### Source text
────────────────────
= Le Médecin volant =

French play by Molière

Le Médecin volant (The Flying Doctor) is a French play by Molière, The date of its actual premiere is unknown, but its Paris premiere took place on 18 April 1659. Parts of the play were later reproduced in L'Amour médecin, and Le Médecin malgré lui. It is composed of 15 scenes and has seven characters largely based on stock commedia dell'arte roles.

==Characters==
- Gorgibus, an old nobleman, the father of Lucile (Commedia dell'Arte: Pantalone)
- Lucile, daughter of Gorgibus, engaged to Villebrequin (Commedia dell'Arte: Innamorata)
- Gros-René : Gorgibus' servant (role created by René Berthelot)
- Sabine, Lucile's cousin, the source of all the intrigue in the play (Commedia dell'Arte: Columbina)
- Valère : Lucile's lover (Commedia dell'Arte: Innamorato)
- Sganarelle: Hero of the play, valet to Valère. (Commedia dell'Arte: Arlecchino), role created by Molière
- A Lawyer (Commedia dell'Arte: Il Dottore)

==Plot==
Gorgibus wants at all costs to marry Lucile to the old Villebrequin. However, Lucile loves Valère. Entrusting his love to Lucile's cousin Sabine and his valet Sganarelle (who takes on a double role as both himself and his twin "doctor" brother"), Valère is going to need all the help he can get to solve this problem.
────────────────────
### Listed records
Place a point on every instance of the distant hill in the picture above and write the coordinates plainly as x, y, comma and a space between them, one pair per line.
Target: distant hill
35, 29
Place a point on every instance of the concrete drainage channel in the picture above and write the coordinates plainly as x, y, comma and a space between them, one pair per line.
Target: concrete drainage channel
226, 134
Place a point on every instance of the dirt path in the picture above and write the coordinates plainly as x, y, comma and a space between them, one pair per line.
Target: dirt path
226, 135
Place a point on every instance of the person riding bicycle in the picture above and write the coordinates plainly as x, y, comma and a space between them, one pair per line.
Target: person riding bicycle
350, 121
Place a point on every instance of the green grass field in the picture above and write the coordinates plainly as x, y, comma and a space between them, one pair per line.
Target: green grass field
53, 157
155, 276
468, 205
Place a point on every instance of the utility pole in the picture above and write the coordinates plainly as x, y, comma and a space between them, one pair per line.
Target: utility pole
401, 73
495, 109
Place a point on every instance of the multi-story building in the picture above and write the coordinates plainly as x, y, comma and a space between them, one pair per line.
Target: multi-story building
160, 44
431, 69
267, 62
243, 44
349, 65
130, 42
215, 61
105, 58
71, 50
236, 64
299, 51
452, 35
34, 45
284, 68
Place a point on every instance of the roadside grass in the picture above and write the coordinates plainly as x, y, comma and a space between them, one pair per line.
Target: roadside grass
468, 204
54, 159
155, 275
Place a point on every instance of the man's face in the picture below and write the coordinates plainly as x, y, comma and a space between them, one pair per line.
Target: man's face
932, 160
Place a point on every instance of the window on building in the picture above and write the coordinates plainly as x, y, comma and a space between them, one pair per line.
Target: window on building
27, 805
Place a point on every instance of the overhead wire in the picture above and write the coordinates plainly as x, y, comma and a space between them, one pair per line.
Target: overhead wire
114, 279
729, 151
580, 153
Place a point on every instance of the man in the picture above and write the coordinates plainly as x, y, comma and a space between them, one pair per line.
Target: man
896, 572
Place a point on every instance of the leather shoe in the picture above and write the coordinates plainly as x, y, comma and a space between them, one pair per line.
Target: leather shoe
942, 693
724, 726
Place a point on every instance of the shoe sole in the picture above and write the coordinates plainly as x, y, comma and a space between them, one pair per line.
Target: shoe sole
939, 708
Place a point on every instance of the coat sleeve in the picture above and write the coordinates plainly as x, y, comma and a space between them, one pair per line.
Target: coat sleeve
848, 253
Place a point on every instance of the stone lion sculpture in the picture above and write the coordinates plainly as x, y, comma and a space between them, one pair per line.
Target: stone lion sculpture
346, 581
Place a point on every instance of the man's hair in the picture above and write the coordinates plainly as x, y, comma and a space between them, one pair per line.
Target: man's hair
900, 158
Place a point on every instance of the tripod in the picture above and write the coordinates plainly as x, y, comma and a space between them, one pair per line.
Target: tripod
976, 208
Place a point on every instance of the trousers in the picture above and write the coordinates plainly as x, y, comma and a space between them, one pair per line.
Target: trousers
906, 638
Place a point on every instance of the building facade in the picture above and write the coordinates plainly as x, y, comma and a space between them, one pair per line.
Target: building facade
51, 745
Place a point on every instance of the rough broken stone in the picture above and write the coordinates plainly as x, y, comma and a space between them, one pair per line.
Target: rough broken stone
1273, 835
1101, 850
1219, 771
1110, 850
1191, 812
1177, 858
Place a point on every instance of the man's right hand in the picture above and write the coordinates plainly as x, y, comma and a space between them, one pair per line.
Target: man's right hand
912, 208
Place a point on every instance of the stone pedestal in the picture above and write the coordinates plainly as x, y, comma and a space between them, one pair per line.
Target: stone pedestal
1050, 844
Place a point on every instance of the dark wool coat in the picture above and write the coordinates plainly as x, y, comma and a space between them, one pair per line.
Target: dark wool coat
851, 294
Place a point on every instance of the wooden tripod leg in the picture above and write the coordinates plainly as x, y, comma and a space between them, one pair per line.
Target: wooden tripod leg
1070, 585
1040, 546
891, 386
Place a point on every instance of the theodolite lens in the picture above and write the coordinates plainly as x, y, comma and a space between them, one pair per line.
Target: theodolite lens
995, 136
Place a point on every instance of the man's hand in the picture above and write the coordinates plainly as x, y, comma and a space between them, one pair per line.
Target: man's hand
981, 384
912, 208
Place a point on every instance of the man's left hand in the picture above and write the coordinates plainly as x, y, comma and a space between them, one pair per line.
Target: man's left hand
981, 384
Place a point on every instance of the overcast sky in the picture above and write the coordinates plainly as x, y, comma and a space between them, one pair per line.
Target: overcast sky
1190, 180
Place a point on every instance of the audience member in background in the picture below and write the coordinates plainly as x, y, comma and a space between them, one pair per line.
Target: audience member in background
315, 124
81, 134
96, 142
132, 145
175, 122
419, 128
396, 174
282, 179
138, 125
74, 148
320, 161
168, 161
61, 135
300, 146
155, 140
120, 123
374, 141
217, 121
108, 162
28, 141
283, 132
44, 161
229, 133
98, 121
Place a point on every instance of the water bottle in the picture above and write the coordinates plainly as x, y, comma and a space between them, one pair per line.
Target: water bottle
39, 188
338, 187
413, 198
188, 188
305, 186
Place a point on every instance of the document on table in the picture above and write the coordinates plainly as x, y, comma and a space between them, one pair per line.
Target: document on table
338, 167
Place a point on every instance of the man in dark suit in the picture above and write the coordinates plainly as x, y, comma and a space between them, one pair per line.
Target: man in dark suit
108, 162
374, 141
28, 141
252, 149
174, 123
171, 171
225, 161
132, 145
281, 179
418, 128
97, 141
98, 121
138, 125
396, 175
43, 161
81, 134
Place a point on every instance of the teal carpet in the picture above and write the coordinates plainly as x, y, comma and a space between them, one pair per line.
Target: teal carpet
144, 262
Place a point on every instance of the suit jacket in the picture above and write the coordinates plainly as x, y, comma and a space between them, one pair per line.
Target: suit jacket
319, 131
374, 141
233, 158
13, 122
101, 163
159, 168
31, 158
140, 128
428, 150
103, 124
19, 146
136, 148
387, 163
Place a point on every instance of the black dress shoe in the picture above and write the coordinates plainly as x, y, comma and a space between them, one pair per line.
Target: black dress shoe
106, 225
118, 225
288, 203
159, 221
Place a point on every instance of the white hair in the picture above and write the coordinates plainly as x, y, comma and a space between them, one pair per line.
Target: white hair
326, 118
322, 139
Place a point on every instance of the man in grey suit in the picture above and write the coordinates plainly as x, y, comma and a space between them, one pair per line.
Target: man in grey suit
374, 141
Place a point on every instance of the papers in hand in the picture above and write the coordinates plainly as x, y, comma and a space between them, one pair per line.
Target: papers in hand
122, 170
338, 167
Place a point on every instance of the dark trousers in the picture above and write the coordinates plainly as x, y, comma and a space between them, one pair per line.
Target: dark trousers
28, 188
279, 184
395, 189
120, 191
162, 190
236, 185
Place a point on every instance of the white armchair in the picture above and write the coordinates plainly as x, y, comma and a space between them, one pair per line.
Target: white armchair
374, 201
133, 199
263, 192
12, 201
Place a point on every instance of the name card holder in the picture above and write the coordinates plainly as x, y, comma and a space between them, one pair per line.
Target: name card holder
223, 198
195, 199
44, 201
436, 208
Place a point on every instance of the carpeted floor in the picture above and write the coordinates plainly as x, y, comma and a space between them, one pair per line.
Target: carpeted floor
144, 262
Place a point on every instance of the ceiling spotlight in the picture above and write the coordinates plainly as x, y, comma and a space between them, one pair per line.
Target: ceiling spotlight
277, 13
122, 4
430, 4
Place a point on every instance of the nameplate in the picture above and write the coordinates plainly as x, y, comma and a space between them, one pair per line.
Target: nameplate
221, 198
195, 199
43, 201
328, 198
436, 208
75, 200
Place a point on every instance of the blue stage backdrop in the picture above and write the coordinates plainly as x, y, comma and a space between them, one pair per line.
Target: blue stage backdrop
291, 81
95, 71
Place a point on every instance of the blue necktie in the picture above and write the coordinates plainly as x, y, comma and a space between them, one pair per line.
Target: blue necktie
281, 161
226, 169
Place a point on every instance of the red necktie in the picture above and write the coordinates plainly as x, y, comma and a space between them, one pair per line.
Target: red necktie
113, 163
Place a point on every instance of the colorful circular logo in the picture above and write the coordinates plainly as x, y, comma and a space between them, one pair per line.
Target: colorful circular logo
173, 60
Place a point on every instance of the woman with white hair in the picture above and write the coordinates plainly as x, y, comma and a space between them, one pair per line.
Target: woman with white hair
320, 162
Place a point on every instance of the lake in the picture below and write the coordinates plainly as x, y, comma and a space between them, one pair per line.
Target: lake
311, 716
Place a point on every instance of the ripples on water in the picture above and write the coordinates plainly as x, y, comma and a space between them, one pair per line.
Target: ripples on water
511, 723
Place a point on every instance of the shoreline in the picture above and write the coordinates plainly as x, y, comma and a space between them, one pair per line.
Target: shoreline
────────────────────
### What you have to do
Copy the passage of the Molière play text starting at "- Sganarelle: Hero" and ending at "solve this problem.", substituting "servant" for "valet".

### Solution to the problem
- Sganarelle: Hero of the play, servant to Valère. (Commedia dell'Arte: Arlecchino), role created by Molière
- A Lawyer (Commedia dell'Arte: Il Dottore)

==Plot==
Gorgibus wants at all costs to marry Lucile to the old Villebrequin. However, Lucile loves Valère. Entrusting his love to Lucile's cousin Sabine and his servant Sganarelle (who takes on a double role as both himself and his twin "doctor" brother"), Valère is going to need all the help he can get to solve this problem.